*Text to read:*
※ ※ ※
Before the consolidation of radio networks in the late 1990s, local studios were buzzing with vibrant energy and DJs were
musical trendsetters who connected with youth culture while chatting live over the airwaves.
Lansing radio veteran Deb Hart, 42, is one of the survivors. She’s hosted morning shows since 1997 for WMMQ-FM (94.9), a classic rock station now owned by Cumulus Broadcasting. She said she’s not able to comment on the recent Cumulus buyout; however, she did voice her positive thoughts on the future of radio.
“I am absolutely blessed beyond words to still be working in morning radio in Lansing for 21 years now. I feel really fortunate to have been given enough freedom to do and say what I want to on the air. I think I have earned that, after proving myself to be reliable after 21 years. I still love the freedom of radio. As long as radio will have me, I’ll be here.”
An endangered species
At some stations, though, live DJs are an endangered species. The human host has been replaced entirely by a computer that plays automated selections of music and programming, an impersonal practice in what used to be a copiously personal form of media. How are homegrown listeners supposed to phone in song requests when a microchip is manning the board?
※ ※ ※
*Exercise 1:* In the piece on local radio, why does Deb Hart feel she has earned the freedom to say what she wants on the air? Answer in one to three sentences.
※ ※ ※
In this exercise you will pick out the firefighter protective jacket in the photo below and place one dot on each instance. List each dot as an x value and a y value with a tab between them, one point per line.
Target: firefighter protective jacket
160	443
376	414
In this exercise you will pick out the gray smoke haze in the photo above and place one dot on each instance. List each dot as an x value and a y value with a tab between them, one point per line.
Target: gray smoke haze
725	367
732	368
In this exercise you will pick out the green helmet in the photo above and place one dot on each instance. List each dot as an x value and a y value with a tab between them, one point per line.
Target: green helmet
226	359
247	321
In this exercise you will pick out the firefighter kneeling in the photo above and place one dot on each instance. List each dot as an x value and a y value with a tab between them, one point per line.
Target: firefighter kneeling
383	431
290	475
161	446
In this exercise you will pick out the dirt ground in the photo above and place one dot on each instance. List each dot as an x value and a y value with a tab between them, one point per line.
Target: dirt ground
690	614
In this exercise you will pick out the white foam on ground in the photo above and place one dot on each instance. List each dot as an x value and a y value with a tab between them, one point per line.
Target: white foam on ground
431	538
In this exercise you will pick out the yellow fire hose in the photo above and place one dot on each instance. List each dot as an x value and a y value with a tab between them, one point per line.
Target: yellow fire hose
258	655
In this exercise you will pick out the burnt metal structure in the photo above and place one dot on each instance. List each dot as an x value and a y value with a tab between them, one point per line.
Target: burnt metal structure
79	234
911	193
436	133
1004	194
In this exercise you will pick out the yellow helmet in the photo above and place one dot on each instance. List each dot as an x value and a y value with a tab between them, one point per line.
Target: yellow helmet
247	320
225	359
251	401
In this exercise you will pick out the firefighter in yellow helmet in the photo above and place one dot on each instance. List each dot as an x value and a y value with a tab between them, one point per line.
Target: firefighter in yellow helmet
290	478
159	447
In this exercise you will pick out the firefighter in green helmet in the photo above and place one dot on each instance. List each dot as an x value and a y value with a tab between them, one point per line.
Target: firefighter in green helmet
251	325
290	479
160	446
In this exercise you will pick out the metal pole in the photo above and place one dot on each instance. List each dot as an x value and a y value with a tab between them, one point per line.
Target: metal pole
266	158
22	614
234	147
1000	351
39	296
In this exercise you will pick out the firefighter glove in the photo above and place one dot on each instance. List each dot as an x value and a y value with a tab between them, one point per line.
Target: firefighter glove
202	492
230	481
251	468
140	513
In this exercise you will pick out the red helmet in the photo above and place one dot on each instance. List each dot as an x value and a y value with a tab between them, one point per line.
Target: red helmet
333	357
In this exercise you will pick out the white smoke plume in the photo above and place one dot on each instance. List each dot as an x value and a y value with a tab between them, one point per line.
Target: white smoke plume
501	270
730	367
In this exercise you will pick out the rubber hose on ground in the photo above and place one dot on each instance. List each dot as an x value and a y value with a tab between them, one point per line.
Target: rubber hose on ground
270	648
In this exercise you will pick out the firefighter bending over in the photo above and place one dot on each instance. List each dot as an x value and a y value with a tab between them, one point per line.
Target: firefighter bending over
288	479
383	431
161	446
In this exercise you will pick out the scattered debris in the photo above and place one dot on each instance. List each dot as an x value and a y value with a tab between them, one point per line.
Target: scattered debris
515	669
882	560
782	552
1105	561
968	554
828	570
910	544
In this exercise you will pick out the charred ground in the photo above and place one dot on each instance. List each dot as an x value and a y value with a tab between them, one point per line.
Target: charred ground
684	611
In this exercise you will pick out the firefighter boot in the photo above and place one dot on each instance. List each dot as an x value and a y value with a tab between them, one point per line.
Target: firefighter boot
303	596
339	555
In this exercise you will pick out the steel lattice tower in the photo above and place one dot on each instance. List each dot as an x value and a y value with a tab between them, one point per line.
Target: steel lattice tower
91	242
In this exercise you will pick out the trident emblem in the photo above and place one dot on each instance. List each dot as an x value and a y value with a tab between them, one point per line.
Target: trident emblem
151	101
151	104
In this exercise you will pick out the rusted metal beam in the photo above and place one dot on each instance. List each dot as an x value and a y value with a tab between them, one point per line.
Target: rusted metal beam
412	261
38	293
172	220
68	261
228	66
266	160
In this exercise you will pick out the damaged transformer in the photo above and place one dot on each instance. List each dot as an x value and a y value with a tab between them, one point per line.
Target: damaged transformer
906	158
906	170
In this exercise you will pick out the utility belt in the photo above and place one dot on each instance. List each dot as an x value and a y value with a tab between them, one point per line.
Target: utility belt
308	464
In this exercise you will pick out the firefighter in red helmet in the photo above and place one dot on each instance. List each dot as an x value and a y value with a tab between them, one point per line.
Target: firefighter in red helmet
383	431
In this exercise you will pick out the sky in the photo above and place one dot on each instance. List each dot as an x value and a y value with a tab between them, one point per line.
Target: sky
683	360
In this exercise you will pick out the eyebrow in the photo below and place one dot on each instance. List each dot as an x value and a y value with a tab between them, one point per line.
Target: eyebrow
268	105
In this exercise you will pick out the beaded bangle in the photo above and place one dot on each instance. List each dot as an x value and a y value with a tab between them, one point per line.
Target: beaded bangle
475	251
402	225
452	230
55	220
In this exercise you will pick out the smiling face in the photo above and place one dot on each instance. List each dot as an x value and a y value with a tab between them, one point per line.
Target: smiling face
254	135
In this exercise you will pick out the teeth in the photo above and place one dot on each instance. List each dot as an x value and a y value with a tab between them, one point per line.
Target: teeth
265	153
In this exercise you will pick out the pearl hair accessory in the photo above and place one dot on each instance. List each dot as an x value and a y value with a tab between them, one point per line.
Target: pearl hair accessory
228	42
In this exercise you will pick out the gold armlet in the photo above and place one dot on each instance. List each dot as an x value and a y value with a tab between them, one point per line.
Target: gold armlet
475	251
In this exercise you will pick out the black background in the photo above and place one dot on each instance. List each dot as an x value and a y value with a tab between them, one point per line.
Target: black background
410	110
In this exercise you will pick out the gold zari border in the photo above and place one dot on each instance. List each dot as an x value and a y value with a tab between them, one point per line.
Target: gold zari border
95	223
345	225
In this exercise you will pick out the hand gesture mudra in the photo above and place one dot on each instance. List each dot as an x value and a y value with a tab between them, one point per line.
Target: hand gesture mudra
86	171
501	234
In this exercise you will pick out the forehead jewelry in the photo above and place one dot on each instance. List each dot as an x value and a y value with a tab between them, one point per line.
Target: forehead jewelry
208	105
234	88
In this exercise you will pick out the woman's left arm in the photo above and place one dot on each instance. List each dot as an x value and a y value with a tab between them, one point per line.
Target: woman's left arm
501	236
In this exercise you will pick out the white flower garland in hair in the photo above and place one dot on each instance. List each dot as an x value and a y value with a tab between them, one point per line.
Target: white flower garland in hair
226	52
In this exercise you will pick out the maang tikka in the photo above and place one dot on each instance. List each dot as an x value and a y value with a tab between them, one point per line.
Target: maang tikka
※ ※ ※
*Exercise 2:* Reproduce the records from the line containing "In this exercise you will pick out the forehead" through the end of the records, requests included, adding 50 to every x and y coordinate in the answers.

*Problem solution 1:* She believes she earned that freedom by proving herself reliable over her 21 years in morning radio in Lansing.

*Problem solution 2:*
In this exercise you will pick out the forehead jewelry in the photo above and place one dot on each instance. List each dot as an x value and a y value with a tab between them, one point per line.
Target: forehead jewelry
258	155
284	138
In this exercise you will pick out the woman's left arm in the photo above and place one dot on each instance. List each dot as an x value and a y value with a tab between them, one point per line.
Target: woman's left arm
551	286
In this exercise you will pick out the white flower garland in hair in the photo above and place one dot on each instance. List each dot as an x value and a y value with a tab between them, one point per line.
Target: white flower garland in hair
276	102
In this exercise you will pick out the maang tikka in the photo above and place one dot on each instance. List each dot as an x value and a y value with a tab between them, one point per line.
Target: maang tikka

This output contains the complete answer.